▶ ACTION ITEM A
Please translate this sentence from the text about Davis Partnership Architects below into Spanish: "In response to the spread of COVID-19, Davis Partnership placed a spending freeze as it shifted to working from home."
▶ ACTION ITEM B
Decide whether each statement agrees with the text about Davis Partnership Architects below, answering yes or no and quoting the words of the text that settle it. (i) Davis Partnership employs around 500 people. (ii) Rowcotsky met the Pinnacle Series team at Autodesk University. (iii) The pilot program Rowcotsky was allowed to continue was free and lasted 90 days.
▶ ACTION ITEM C
Using the text about Davis Partnership Architects below, answer each question on its own line:
(i) In what year was the architecture practice that the firm traces its roots to founded?
(ii) How many employees did Rowcotsky select for the pilot program?
(iii) In what city and state is the firm based?

▶ TEXT FOR ANALYSIS
/---

Denver, Colorado-based Davis Partnership Architects is a design firm specializing in architecture, landscape architecture, interior design, lighting design, and signage design. Tracing its roots back to an architecture practice founded in 1892, Davis Partnership has played a significant role in shaping Denver's architectural landscape across its storied history.
Today Davis Partnership employs around 200 people, who work on projects across the United States ranging from healthcare to hospitality, and higher education to multi-family housing. That diverse team posed a challenge for BIM Manager Ron Rowcotsky, who began looking for a solution after siloed information and a lack of a cohesive training program began impacting the firm.
"It's lost time, which equals lost revenue and lost productivity," Rowcotsky explained. "When people can't find things that they need or are having to look in multiple places, it's just wasting time."
Rowcotsky first heard of Pinnacle Series from a previous BIM manager at Davis Partnership and began looking into the platform more seriously in late 2019 after meeting with the Pinnacle Series team at Autodesk University. Compared to in-person training programs where "you send people out and hope they learned something," Pinnacle Series stood apart.
"What I really liked was the idea of these metrics that could be collected and visualized on the back end, and could easily prove return on investment," Rowcotsky said. "The individually customized learning program meant that we didn't have to take the shotgun approach."
Davis Partnership gave Rowcotsky the green light to implement Pinnacle Series in early 2020 when a challenge neither company could've anticipated arose: the COVID-19 pandemic.
In response to the spread of COVID-19, Davis Partnership placed a spending freeze as it shifted to working from home.
After the initial shock of halting the Pinnacle Series rollout, Rowcotsky reevaluated his intent and goals around bringing the e-learning platform to Davis Partnership and decided on a new course of action: it was time to get creative.
After consulting with his Pinnacle Series Business Development Manager and Customer Success Manager, Rowcotsky was allowed to continue with a free 90-day pilot program to show the firm the value of continuing its relationship with Pinnacle Series.
"It was a risk they were willing to take because they believed in the product so much, which spoke volumes to me," Rowcotsky said. "It was instrumental in making the case to the partners. If they were willing to give that portion of their time and effort without spending a dime, then they know that they have a good product."
Rowcotsky selected a group of 40 employees from across Davis Partnership to participate in the pilot program, so he could get a comprehensive snapshot of how the firm would use the platform if they continued with a full rollout. The results gave Rowcotsky insight into what kinds of resources employees were accessing for on-the-go training as they worked on projects and where the team needed additional training.

\---

▶ EXTRACTED INFORMATION
/---

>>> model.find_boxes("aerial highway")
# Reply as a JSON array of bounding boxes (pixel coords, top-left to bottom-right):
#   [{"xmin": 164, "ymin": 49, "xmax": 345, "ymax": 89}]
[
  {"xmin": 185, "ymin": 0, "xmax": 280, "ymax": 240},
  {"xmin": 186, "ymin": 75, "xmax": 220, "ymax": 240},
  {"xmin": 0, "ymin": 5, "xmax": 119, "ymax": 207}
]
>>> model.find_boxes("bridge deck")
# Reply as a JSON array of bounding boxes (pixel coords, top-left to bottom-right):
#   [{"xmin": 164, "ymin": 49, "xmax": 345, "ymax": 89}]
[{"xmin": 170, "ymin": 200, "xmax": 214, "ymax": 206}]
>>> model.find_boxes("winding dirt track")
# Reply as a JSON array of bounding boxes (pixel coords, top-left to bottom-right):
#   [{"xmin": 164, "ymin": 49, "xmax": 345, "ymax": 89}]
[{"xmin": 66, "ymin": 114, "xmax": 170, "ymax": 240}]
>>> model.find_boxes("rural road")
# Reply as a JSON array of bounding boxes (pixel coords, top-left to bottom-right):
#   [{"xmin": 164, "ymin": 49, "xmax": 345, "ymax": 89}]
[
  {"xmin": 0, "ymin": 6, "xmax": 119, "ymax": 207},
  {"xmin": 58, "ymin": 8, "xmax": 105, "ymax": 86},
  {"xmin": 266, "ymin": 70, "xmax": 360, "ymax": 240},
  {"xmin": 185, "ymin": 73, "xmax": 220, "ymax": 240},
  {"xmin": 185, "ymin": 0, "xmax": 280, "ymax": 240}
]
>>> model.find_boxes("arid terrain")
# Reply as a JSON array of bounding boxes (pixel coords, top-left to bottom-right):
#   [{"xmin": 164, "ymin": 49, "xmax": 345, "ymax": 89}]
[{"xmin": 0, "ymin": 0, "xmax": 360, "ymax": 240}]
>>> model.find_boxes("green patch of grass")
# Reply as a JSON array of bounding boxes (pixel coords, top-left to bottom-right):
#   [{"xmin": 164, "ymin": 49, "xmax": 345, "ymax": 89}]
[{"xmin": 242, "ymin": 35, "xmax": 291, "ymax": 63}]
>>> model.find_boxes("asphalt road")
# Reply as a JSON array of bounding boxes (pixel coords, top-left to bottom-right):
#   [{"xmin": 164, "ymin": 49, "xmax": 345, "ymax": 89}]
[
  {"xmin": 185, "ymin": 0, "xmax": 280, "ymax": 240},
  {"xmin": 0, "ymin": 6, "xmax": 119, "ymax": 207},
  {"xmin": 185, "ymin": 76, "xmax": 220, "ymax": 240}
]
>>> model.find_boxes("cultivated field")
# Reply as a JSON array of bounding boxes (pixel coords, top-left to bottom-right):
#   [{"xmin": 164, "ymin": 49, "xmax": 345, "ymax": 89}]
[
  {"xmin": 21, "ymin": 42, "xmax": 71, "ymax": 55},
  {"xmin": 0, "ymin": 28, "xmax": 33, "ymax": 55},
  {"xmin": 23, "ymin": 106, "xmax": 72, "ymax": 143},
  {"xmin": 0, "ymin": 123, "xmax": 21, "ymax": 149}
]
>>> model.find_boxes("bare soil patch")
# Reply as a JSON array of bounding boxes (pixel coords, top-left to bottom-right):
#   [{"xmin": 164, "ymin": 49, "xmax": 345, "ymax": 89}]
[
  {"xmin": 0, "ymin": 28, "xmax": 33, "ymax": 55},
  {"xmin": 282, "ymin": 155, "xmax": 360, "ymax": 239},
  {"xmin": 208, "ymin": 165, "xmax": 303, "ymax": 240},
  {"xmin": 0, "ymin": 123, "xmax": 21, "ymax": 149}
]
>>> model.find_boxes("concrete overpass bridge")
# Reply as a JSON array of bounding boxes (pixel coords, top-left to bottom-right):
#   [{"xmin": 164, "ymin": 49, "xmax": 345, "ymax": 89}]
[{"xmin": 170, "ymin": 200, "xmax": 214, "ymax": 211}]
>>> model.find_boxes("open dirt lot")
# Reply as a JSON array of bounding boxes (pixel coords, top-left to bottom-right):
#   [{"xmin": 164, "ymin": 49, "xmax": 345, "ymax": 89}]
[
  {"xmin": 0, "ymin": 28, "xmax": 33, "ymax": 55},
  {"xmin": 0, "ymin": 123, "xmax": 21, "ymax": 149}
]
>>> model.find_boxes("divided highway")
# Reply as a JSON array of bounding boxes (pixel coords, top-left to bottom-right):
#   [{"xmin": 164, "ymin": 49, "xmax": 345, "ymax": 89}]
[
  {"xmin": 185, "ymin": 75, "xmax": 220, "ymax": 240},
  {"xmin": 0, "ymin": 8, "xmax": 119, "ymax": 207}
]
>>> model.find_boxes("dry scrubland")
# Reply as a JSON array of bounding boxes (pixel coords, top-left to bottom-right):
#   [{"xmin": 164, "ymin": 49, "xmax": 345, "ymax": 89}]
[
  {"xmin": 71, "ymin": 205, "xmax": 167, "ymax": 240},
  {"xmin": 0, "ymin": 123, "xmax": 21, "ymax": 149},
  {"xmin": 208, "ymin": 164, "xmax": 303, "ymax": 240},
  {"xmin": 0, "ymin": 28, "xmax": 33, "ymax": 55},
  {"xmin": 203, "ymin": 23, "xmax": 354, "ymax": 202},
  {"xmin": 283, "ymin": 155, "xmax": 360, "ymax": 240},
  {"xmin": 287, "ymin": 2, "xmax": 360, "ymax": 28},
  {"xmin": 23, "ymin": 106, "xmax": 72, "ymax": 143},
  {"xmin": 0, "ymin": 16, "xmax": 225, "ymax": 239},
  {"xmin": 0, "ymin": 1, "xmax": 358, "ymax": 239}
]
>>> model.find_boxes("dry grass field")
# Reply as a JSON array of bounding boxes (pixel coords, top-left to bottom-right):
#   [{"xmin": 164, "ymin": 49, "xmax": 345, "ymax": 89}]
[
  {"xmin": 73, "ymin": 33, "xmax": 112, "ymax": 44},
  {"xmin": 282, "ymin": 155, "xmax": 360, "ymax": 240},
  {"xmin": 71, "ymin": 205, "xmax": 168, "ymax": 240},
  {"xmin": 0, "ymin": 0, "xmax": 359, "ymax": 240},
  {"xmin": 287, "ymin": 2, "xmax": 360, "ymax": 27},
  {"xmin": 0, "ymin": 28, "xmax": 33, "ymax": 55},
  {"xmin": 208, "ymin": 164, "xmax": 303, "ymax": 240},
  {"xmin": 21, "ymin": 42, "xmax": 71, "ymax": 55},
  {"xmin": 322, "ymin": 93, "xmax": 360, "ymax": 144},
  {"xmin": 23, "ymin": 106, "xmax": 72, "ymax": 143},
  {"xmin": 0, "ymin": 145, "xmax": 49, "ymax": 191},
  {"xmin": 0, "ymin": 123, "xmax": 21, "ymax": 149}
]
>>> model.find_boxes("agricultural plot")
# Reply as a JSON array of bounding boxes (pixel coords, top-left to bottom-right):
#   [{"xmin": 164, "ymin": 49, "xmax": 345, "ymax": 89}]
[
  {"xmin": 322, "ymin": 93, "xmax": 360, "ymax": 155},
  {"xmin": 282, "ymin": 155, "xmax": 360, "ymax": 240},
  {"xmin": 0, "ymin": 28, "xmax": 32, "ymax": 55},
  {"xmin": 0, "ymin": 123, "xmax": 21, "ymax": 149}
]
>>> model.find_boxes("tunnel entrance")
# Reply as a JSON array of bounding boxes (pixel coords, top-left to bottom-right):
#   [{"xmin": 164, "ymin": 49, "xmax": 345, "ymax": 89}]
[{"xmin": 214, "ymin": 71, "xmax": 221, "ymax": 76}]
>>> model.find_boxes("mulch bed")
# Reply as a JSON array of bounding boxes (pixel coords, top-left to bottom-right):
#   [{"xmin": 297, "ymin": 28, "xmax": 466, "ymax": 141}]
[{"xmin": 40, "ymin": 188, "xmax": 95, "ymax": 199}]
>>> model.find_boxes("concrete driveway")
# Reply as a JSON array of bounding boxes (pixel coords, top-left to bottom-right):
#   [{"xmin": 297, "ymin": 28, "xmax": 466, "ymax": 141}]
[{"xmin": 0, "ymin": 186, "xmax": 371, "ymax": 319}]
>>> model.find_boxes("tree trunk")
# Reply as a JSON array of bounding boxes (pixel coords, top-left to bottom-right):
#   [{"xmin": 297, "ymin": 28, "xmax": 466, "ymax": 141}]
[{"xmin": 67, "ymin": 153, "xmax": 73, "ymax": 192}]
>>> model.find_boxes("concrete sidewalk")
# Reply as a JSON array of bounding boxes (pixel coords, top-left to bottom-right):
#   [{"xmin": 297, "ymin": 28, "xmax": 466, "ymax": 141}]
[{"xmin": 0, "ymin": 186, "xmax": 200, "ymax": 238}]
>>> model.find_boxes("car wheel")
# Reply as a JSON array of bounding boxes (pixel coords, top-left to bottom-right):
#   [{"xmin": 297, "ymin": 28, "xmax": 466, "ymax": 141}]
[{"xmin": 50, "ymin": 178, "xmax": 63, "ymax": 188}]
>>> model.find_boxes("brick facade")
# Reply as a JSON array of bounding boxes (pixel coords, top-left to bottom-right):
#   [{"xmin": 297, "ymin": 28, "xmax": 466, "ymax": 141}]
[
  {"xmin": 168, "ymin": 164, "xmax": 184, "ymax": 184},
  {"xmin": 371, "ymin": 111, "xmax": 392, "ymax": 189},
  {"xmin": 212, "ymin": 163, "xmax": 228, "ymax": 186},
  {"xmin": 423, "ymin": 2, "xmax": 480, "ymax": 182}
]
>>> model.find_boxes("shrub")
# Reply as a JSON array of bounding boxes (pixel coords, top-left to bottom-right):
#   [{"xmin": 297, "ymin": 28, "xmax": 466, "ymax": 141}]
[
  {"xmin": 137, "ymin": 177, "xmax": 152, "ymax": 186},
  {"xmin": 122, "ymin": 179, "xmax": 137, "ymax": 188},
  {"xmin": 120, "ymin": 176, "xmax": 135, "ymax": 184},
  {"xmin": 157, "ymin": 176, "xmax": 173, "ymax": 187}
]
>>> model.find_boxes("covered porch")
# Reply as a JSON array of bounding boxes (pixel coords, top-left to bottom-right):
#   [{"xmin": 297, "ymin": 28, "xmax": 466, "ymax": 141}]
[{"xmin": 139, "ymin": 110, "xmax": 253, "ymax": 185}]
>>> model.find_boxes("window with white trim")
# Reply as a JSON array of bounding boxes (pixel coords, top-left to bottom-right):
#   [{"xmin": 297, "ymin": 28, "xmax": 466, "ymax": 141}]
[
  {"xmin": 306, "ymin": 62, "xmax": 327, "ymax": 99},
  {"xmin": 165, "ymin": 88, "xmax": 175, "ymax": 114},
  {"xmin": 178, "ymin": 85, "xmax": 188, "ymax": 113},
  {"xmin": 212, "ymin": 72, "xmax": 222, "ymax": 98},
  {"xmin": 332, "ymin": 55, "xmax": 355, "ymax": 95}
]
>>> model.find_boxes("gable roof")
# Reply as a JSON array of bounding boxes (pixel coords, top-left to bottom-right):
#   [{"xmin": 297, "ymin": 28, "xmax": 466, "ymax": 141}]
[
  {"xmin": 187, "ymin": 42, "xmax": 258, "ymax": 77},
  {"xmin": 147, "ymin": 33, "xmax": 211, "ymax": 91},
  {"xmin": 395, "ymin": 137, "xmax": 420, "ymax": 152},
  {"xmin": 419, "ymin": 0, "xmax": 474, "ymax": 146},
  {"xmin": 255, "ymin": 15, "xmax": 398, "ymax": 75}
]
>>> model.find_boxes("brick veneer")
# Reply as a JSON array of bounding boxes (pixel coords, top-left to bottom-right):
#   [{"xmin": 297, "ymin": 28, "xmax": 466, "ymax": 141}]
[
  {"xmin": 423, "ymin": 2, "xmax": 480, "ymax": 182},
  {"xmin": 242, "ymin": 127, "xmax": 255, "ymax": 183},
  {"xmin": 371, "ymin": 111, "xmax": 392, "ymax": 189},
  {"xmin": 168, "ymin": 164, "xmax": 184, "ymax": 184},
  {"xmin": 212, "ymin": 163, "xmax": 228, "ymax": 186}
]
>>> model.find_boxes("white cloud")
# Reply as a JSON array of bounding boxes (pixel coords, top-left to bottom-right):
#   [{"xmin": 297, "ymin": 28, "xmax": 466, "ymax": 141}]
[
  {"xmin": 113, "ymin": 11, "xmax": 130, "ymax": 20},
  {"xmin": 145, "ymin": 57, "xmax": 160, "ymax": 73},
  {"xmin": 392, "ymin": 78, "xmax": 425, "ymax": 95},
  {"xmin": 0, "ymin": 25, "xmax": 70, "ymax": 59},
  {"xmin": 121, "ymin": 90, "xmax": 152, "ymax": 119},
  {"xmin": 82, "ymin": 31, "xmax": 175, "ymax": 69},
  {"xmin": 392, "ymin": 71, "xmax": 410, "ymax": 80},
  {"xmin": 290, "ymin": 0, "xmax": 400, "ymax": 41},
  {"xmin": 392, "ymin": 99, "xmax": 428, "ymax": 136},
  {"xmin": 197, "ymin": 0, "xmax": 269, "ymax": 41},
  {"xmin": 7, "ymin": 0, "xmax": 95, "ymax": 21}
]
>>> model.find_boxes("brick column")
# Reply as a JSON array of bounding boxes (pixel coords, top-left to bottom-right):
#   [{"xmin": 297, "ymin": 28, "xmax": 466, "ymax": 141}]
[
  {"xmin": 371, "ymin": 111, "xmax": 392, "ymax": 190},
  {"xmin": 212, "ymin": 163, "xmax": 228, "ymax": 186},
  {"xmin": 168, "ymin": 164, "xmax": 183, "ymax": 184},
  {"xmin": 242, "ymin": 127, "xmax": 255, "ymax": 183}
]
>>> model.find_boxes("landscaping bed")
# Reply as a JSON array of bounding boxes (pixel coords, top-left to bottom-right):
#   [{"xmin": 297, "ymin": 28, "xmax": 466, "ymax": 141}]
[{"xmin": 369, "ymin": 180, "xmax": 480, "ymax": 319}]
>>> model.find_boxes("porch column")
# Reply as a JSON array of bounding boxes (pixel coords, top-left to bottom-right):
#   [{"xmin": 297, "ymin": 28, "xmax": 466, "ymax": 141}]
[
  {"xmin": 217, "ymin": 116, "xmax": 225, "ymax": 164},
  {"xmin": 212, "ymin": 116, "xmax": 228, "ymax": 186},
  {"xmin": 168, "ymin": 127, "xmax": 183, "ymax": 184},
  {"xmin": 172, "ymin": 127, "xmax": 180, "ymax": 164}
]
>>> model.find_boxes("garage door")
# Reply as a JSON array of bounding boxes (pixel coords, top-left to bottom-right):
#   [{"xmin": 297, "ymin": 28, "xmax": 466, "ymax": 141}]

\---

▶ RESULT A
En respuesta a la propagación de la COVID-19, Davis Partnership impuso una congelación del gasto al pasar a trabajar desde casa.

▶ RESULT B
(i) No: "Today Davis Partnership employs around 200 people"
(ii) Yes: "after meeting with the Pinnacle Series team at Autodesk University"
(iii) Yes: "a free 90-day pilot program"

▶ RESULT C
(i) 1892
(ii) 40
(iii) Denver, Colorado